##### Given information

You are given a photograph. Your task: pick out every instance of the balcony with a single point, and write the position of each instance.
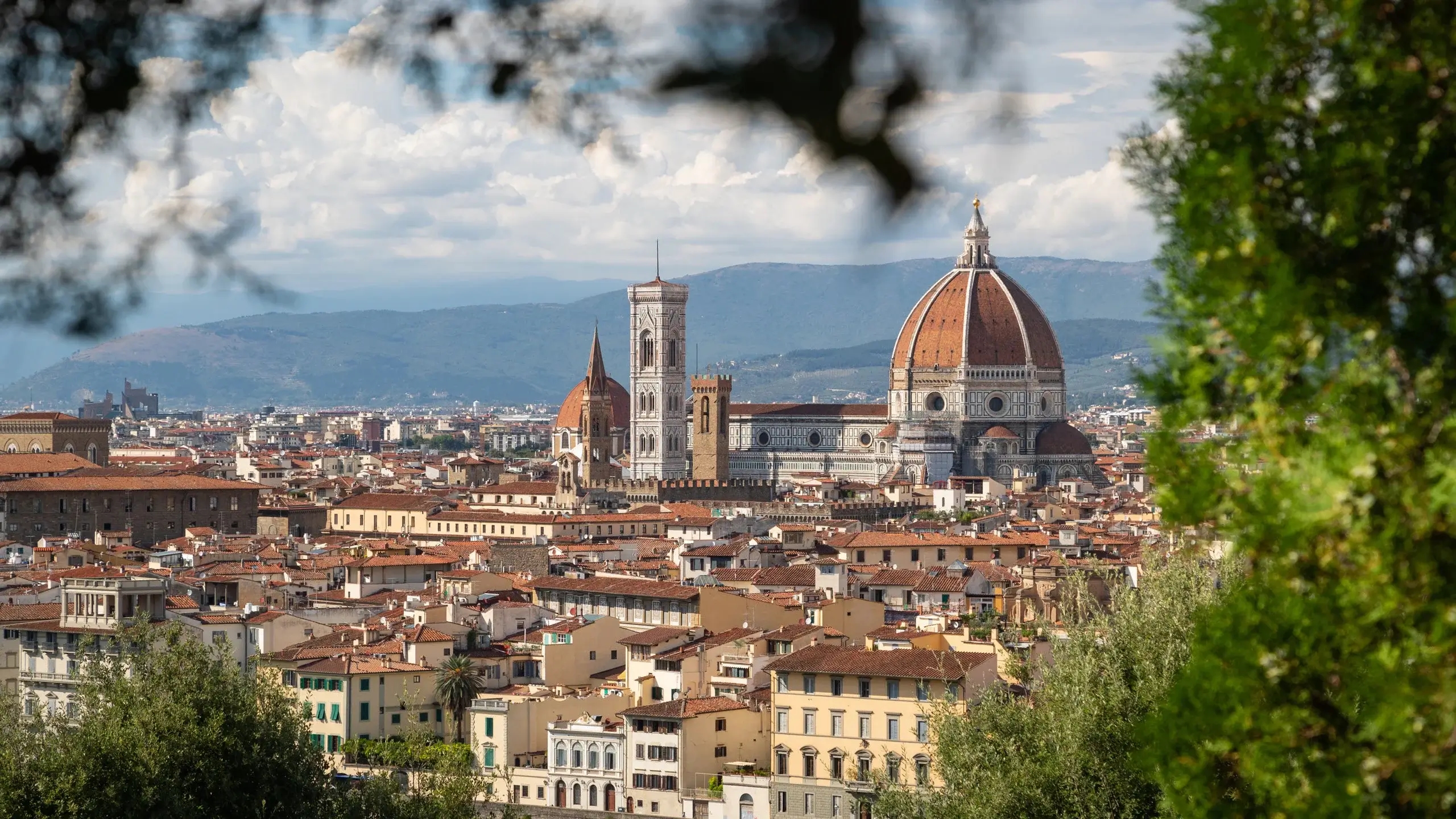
(47, 677)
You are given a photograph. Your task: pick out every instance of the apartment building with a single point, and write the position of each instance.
(92, 608)
(843, 717)
(152, 507)
(676, 747)
(363, 697)
(383, 514)
(647, 604)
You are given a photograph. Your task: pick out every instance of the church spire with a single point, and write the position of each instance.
(978, 241)
(596, 369)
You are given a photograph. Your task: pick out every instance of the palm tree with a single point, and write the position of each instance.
(458, 681)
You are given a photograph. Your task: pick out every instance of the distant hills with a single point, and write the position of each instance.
(835, 318)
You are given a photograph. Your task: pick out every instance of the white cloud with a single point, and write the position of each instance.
(351, 174)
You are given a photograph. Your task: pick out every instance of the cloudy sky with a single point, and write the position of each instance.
(355, 180)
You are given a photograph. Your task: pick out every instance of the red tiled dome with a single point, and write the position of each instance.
(1062, 439)
(978, 317)
(570, 414)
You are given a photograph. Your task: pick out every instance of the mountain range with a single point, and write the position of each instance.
(835, 322)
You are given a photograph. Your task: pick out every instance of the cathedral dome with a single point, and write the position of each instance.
(570, 414)
(976, 317)
(1062, 439)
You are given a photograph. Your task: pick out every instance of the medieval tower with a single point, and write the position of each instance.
(659, 321)
(596, 420)
(711, 397)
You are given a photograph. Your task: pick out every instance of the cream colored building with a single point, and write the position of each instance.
(383, 514)
(845, 717)
(362, 697)
(676, 747)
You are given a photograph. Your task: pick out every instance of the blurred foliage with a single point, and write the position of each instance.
(1068, 745)
(168, 727)
(79, 88)
(1306, 196)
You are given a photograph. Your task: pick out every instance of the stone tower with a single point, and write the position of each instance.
(711, 395)
(596, 420)
(659, 439)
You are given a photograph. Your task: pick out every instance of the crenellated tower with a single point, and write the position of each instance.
(711, 401)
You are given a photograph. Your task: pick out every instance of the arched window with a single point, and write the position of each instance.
(646, 349)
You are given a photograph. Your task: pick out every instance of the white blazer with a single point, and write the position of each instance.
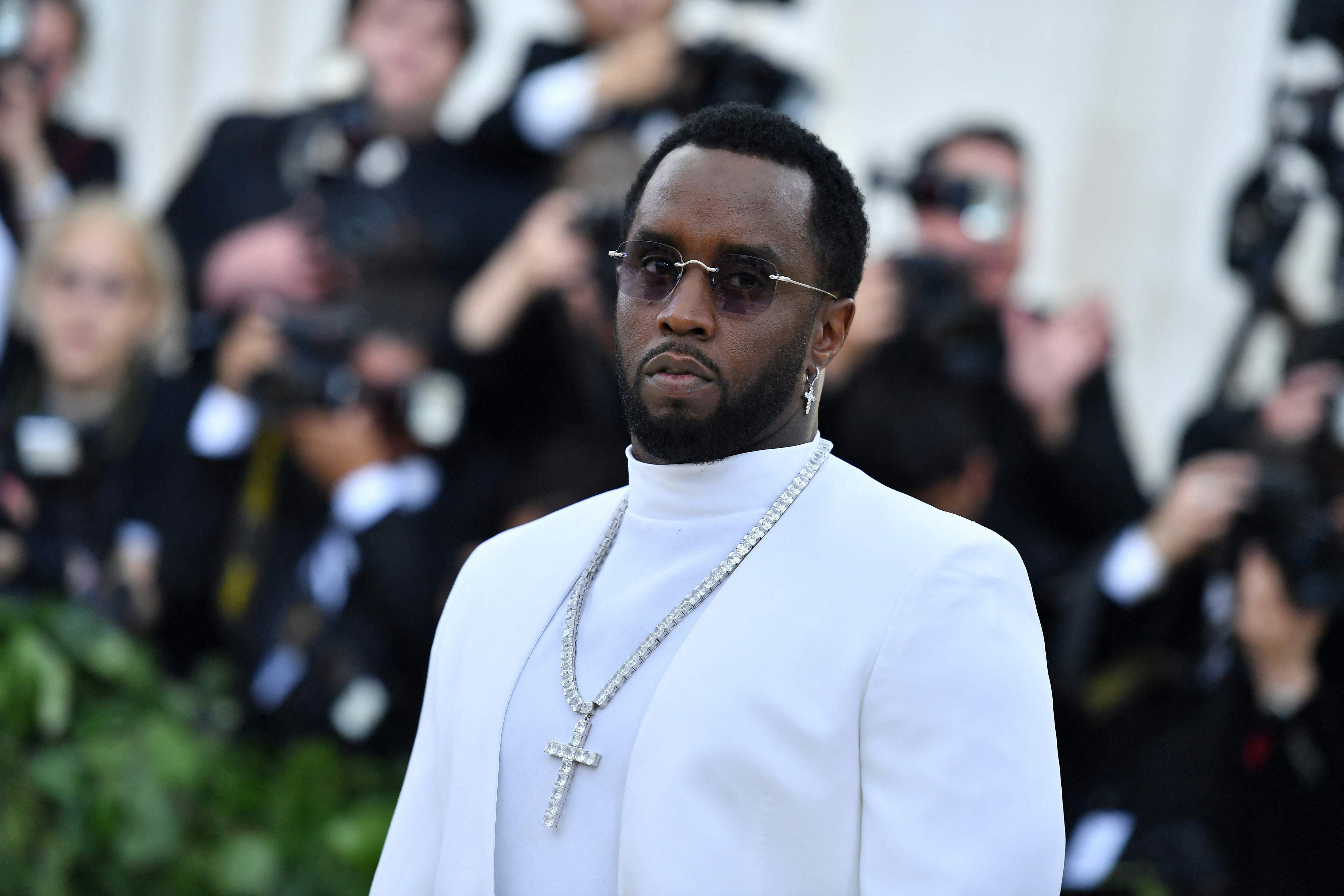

##########

§ Task objective:
Please count the lines above that contain the string "dome", with case counting, and give only the number.

§ Correct result:
2